(Provided material)

★ ★ ★

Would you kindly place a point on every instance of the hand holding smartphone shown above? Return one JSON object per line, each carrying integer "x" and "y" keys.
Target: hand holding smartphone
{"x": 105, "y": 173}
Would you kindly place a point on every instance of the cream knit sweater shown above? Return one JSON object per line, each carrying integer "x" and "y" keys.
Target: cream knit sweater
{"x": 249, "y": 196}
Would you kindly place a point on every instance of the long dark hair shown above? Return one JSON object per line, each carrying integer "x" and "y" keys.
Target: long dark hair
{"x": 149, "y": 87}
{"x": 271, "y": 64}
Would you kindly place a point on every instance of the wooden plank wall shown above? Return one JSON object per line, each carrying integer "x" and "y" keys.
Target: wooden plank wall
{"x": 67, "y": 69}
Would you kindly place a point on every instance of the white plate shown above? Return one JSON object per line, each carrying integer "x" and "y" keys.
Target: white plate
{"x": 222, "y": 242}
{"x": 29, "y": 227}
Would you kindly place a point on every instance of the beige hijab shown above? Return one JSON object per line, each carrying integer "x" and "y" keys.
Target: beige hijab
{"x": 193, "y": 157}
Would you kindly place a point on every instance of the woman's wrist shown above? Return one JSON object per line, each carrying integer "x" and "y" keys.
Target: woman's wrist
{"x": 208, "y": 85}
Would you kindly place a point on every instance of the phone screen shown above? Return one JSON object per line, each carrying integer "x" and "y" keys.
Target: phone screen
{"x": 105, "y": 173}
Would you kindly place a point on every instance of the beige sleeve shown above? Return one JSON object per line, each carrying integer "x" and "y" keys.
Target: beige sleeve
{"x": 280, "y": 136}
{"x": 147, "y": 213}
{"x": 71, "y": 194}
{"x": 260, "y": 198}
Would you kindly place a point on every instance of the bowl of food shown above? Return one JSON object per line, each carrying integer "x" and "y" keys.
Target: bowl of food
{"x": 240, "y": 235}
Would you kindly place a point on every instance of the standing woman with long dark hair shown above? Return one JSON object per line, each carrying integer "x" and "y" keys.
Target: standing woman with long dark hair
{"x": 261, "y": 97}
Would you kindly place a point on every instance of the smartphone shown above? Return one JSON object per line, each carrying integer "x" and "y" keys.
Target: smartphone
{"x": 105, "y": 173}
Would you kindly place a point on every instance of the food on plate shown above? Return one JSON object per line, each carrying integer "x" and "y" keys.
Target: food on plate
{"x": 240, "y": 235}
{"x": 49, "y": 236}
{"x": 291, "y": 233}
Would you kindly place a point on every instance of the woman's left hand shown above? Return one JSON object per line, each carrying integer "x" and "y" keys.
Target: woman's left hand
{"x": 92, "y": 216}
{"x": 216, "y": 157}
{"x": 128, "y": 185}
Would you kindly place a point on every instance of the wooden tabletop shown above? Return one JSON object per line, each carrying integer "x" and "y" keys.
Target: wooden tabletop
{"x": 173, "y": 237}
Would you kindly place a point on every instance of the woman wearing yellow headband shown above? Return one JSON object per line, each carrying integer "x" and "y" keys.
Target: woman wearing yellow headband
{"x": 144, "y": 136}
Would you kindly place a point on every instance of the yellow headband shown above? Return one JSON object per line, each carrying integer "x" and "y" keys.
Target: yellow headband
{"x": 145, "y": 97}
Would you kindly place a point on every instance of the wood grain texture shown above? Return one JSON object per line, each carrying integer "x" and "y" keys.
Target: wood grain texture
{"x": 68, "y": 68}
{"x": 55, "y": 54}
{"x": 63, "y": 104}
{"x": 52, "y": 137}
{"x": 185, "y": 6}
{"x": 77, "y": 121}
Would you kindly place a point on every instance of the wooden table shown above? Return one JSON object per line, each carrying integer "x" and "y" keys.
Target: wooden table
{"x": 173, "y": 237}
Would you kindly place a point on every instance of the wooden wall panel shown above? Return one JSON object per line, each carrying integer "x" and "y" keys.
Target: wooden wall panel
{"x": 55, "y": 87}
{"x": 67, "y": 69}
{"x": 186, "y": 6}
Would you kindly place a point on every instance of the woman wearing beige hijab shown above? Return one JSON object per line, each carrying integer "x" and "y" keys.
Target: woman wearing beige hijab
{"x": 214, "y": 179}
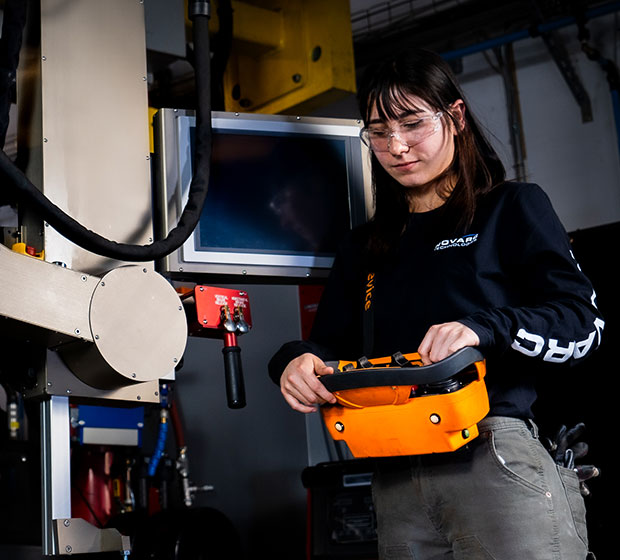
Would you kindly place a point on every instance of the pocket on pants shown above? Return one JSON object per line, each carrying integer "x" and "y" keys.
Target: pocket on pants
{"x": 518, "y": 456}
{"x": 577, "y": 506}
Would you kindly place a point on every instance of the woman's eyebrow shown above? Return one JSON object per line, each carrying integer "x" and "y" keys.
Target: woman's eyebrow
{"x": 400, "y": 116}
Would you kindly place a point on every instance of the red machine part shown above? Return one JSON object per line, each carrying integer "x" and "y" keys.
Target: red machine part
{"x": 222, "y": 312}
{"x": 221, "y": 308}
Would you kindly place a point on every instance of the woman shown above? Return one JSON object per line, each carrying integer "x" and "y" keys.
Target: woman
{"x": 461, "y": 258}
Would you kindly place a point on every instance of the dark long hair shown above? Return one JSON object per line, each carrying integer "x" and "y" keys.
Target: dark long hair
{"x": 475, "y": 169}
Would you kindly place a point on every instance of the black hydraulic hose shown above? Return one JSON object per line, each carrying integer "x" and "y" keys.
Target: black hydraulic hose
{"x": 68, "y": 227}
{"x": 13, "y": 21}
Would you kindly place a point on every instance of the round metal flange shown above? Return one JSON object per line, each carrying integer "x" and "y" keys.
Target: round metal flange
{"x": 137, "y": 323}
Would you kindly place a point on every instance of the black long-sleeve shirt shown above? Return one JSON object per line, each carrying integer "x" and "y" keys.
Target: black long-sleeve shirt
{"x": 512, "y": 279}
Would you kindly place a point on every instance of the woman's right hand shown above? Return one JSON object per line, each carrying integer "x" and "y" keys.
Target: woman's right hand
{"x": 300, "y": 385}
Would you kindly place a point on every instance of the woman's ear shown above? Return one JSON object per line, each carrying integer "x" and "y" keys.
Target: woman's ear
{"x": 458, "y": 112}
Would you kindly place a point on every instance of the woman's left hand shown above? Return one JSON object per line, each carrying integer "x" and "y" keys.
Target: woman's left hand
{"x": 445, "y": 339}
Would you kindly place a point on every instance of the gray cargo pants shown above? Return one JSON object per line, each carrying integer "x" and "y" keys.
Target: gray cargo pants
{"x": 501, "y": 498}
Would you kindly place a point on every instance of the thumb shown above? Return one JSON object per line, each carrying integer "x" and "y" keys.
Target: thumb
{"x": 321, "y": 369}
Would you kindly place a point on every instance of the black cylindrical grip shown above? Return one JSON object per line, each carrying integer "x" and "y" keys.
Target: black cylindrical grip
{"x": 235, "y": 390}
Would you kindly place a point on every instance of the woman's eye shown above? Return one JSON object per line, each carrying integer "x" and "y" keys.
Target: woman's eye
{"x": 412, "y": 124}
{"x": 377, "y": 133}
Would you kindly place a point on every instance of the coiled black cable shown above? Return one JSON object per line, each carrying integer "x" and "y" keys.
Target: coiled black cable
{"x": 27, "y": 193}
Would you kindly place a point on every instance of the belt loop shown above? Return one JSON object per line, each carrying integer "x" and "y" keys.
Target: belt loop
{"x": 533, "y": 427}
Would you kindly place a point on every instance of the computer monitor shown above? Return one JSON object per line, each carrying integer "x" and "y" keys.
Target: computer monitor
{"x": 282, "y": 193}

★ ★ ★

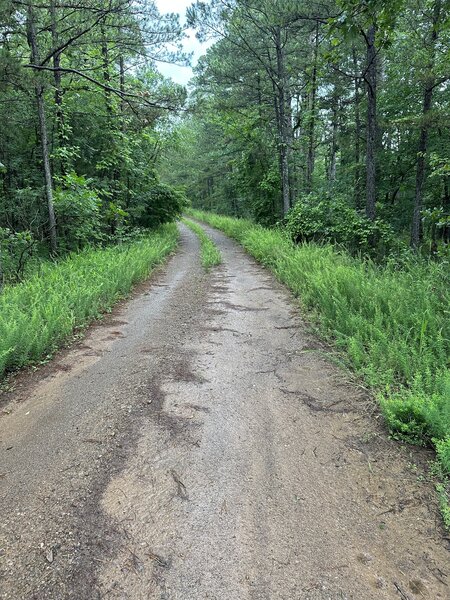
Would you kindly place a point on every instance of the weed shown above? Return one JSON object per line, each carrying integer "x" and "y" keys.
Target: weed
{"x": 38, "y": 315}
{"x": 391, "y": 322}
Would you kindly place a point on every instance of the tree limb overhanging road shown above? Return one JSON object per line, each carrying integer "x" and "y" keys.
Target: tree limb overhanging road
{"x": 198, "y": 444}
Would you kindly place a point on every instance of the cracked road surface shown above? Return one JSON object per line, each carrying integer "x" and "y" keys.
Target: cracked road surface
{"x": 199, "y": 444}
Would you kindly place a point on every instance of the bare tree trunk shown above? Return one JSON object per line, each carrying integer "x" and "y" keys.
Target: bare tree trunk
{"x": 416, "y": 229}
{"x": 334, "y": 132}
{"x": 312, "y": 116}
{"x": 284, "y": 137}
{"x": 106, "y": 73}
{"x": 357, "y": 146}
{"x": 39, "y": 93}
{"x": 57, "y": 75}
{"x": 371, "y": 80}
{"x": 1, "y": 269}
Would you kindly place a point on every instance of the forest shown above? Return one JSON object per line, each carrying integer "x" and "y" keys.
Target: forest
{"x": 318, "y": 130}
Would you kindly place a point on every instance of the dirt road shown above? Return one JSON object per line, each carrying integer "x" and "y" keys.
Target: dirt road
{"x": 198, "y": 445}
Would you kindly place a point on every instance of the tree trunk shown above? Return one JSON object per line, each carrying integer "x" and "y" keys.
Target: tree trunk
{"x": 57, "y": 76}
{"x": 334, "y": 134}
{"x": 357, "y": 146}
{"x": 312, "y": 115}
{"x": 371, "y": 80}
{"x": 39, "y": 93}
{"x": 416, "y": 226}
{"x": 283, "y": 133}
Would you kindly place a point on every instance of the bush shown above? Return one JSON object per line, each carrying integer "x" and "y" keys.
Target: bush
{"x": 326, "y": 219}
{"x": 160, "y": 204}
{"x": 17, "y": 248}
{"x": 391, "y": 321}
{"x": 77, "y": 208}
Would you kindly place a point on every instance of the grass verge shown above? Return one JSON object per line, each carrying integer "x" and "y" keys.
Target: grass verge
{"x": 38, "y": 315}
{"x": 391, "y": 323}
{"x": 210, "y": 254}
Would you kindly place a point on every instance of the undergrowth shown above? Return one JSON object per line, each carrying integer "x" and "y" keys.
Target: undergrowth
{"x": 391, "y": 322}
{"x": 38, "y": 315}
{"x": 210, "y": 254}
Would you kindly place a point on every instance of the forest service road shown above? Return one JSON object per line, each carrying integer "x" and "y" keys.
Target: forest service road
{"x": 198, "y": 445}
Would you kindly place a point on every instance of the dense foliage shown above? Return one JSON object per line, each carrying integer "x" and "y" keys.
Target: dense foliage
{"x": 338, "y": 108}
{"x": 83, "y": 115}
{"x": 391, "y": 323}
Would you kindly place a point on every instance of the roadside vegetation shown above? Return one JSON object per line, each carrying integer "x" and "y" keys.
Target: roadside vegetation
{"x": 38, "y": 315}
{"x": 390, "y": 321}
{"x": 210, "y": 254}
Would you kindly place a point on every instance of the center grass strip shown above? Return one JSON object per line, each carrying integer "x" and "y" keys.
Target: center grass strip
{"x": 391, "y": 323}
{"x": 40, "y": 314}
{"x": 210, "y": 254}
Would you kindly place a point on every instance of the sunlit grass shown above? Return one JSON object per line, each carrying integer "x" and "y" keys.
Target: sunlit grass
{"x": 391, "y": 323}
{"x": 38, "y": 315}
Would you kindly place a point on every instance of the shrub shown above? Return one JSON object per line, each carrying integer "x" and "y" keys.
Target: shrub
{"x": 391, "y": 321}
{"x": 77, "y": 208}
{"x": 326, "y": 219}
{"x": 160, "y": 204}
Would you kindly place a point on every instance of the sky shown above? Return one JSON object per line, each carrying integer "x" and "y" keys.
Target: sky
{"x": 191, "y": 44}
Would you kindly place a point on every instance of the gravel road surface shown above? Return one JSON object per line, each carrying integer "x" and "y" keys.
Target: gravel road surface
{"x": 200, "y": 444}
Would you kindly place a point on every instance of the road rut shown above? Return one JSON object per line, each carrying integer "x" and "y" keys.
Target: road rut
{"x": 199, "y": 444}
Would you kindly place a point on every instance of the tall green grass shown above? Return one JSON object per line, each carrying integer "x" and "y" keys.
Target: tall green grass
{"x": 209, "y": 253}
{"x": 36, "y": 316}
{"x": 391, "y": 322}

★ ★ ★

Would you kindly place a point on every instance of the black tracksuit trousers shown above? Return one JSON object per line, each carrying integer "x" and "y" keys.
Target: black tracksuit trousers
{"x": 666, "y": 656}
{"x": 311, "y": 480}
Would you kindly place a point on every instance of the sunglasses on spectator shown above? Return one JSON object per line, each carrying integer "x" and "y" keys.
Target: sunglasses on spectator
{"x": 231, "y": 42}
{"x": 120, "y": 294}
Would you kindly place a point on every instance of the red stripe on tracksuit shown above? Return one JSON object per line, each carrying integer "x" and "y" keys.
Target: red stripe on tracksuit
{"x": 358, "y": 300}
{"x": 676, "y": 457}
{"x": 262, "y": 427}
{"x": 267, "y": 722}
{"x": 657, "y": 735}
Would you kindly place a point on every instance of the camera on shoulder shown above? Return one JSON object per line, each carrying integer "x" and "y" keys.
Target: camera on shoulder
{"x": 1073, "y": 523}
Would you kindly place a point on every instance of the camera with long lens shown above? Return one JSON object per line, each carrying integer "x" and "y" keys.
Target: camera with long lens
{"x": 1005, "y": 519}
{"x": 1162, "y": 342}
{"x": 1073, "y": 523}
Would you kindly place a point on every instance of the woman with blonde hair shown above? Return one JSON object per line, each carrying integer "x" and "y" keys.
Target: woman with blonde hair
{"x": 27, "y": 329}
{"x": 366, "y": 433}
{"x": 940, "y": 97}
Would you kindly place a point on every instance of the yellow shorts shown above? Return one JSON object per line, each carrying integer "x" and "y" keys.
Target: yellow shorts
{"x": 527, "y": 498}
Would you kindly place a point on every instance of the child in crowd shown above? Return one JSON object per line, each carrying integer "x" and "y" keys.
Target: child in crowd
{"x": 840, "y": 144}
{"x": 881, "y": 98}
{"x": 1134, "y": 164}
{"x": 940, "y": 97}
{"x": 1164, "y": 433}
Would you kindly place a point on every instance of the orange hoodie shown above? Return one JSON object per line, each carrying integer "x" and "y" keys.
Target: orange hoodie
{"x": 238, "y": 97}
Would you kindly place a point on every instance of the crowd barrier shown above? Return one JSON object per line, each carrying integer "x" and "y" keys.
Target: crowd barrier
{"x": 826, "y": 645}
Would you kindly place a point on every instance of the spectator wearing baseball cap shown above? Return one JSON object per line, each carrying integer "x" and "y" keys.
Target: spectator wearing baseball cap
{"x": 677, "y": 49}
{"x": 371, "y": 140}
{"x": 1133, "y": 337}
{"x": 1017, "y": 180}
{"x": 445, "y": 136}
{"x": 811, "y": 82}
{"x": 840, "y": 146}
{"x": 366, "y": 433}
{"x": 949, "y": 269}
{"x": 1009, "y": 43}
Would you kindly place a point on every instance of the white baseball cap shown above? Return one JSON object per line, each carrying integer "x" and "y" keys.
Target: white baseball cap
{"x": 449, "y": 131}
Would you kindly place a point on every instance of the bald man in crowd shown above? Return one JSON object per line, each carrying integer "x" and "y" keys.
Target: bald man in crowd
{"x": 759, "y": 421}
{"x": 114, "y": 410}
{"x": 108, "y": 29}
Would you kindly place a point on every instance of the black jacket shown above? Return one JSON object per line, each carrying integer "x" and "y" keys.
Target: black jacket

★ ★ ★

(Exercise details) Tally the lines in the entries above that contain the string "tracksuit", and give only the number.

(The reply) 4